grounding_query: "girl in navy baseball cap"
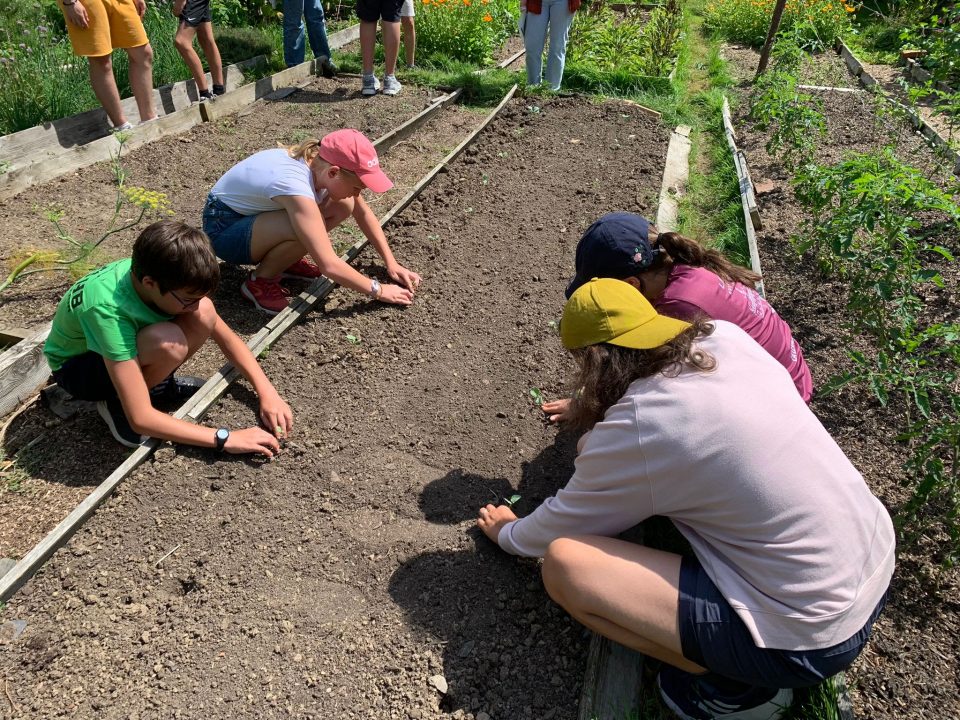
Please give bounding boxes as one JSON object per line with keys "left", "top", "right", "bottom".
{"left": 544, "top": 212, "right": 813, "bottom": 421}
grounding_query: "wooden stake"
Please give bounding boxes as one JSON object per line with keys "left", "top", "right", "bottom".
{"left": 755, "top": 0, "right": 788, "bottom": 78}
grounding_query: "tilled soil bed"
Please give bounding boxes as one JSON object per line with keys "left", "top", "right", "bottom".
{"left": 726, "top": 46, "right": 960, "bottom": 719}
{"left": 0, "top": 96, "right": 670, "bottom": 720}
{"left": 0, "top": 80, "right": 487, "bottom": 561}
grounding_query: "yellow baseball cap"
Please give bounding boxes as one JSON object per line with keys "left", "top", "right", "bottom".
{"left": 561, "top": 278, "right": 691, "bottom": 350}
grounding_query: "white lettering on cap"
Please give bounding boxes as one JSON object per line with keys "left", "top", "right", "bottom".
{"left": 367, "top": 158, "right": 379, "bottom": 168}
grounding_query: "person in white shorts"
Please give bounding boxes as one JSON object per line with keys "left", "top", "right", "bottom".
{"left": 399, "top": 0, "right": 415, "bottom": 69}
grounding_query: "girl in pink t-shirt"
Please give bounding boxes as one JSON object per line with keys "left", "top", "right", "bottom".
{"left": 545, "top": 213, "right": 812, "bottom": 421}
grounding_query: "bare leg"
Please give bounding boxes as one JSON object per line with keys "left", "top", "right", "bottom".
{"left": 88, "top": 53, "right": 126, "bottom": 127}
{"left": 195, "top": 22, "right": 224, "bottom": 87}
{"left": 174, "top": 23, "right": 207, "bottom": 92}
{"left": 136, "top": 298, "right": 216, "bottom": 388}
{"left": 542, "top": 536, "right": 709, "bottom": 675}
{"left": 382, "top": 20, "right": 400, "bottom": 76}
{"left": 250, "top": 199, "right": 355, "bottom": 278}
{"left": 360, "top": 20, "right": 378, "bottom": 75}
{"left": 401, "top": 16, "right": 416, "bottom": 67}
{"left": 125, "top": 43, "right": 157, "bottom": 121}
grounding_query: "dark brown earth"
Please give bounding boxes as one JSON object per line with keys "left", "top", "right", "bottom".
{"left": 0, "top": 95, "right": 670, "bottom": 719}
{"left": 726, "top": 46, "right": 960, "bottom": 720}
{"left": 0, "top": 76, "right": 487, "bottom": 561}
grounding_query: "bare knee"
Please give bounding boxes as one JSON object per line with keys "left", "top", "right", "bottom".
{"left": 174, "top": 33, "right": 193, "bottom": 54}
{"left": 138, "top": 323, "right": 189, "bottom": 364}
{"left": 128, "top": 42, "right": 154, "bottom": 67}
{"left": 89, "top": 53, "right": 113, "bottom": 73}
{"left": 542, "top": 537, "right": 588, "bottom": 607}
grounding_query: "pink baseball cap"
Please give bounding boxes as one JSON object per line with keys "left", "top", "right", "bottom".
{"left": 318, "top": 129, "right": 393, "bottom": 193}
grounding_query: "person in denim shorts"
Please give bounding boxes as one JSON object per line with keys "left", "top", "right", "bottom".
{"left": 203, "top": 129, "right": 420, "bottom": 315}
{"left": 478, "top": 279, "right": 895, "bottom": 720}
{"left": 357, "top": 0, "right": 405, "bottom": 95}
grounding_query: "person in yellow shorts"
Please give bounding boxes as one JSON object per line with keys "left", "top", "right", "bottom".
{"left": 59, "top": 0, "right": 158, "bottom": 131}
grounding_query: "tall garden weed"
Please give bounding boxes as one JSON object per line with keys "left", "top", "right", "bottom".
{"left": 416, "top": 0, "right": 515, "bottom": 65}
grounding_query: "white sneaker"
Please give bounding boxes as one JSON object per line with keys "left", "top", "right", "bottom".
{"left": 361, "top": 74, "right": 380, "bottom": 96}
{"left": 110, "top": 121, "right": 134, "bottom": 133}
{"left": 382, "top": 74, "right": 402, "bottom": 96}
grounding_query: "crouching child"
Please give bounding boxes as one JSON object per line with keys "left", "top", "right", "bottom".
{"left": 44, "top": 220, "right": 292, "bottom": 456}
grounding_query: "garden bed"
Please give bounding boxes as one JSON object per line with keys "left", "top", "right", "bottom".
{"left": 725, "top": 45, "right": 960, "bottom": 720}
{"left": 0, "top": 78, "right": 483, "bottom": 563}
{"left": 0, "top": 95, "right": 669, "bottom": 719}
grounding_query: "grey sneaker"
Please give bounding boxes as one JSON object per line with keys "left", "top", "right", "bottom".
{"left": 382, "top": 74, "right": 402, "bottom": 96}
{"left": 97, "top": 396, "right": 145, "bottom": 448}
{"left": 361, "top": 74, "right": 380, "bottom": 96}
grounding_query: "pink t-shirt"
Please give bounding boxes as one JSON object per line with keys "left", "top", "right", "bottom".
{"left": 655, "top": 264, "right": 813, "bottom": 402}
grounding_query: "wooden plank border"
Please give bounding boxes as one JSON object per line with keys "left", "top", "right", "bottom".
{"left": 0, "top": 24, "right": 363, "bottom": 199}
{"left": 0, "top": 84, "right": 518, "bottom": 604}
{"left": 834, "top": 38, "right": 960, "bottom": 176}
{"left": 655, "top": 125, "right": 692, "bottom": 233}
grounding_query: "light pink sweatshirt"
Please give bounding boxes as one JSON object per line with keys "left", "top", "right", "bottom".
{"left": 499, "top": 321, "right": 894, "bottom": 651}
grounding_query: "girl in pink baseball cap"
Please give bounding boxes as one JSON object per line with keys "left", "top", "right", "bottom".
{"left": 203, "top": 128, "right": 420, "bottom": 315}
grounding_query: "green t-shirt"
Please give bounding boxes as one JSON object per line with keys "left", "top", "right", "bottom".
{"left": 44, "top": 258, "right": 172, "bottom": 372}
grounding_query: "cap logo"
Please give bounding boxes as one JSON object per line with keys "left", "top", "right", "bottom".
{"left": 366, "top": 158, "right": 378, "bottom": 168}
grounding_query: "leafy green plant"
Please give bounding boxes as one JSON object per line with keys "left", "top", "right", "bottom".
{"left": 0, "top": 133, "right": 171, "bottom": 294}
{"left": 345, "top": 333, "right": 361, "bottom": 345}
{"left": 703, "top": 0, "right": 855, "bottom": 49}
{"left": 529, "top": 387, "right": 544, "bottom": 406}
{"left": 748, "top": 37, "right": 826, "bottom": 170}
{"left": 415, "top": 0, "right": 515, "bottom": 65}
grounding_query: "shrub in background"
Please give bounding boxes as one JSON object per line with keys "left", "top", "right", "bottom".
{"left": 703, "top": 0, "right": 856, "bottom": 48}
{"left": 415, "top": 0, "right": 515, "bottom": 65}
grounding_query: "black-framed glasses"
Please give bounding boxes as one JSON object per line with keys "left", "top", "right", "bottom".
{"left": 168, "top": 289, "right": 204, "bottom": 309}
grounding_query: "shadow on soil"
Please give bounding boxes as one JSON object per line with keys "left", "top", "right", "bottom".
{"left": 418, "top": 429, "right": 580, "bottom": 524}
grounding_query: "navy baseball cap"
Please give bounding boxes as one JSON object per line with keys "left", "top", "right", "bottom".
{"left": 565, "top": 212, "right": 659, "bottom": 299}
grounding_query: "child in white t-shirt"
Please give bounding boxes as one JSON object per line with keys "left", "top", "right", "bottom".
{"left": 203, "top": 128, "right": 420, "bottom": 314}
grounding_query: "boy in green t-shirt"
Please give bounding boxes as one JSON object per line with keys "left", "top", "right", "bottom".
{"left": 45, "top": 220, "right": 292, "bottom": 455}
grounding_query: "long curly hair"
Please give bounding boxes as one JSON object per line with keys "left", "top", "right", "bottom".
{"left": 650, "top": 230, "right": 761, "bottom": 287}
{"left": 565, "top": 318, "right": 717, "bottom": 432}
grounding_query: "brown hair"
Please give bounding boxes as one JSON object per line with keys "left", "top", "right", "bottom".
{"left": 131, "top": 220, "right": 219, "bottom": 296}
{"left": 648, "top": 230, "right": 761, "bottom": 287}
{"left": 564, "top": 318, "right": 717, "bottom": 431}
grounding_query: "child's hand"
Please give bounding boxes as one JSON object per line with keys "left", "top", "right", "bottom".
{"left": 542, "top": 397, "right": 572, "bottom": 423}
{"left": 259, "top": 392, "right": 294, "bottom": 438}
{"left": 134, "top": 0, "right": 147, "bottom": 17}
{"left": 387, "top": 263, "right": 421, "bottom": 293}
{"left": 477, "top": 504, "right": 518, "bottom": 544}
{"left": 172, "top": 0, "right": 186, "bottom": 15}
{"left": 378, "top": 283, "right": 415, "bottom": 305}
{"left": 225, "top": 427, "right": 281, "bottom": 457}
{"left": 64, "top": 0, "right": 90, "bottom": 28}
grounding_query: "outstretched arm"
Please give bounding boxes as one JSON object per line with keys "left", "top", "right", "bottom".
{"left": 352, "top": 195, "right": 421, "bottom": 292}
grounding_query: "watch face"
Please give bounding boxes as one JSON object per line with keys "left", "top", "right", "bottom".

## Aim of the exercise
Say, as a bare number, how many lines above contain the word "soil".

## Result of the exercise
2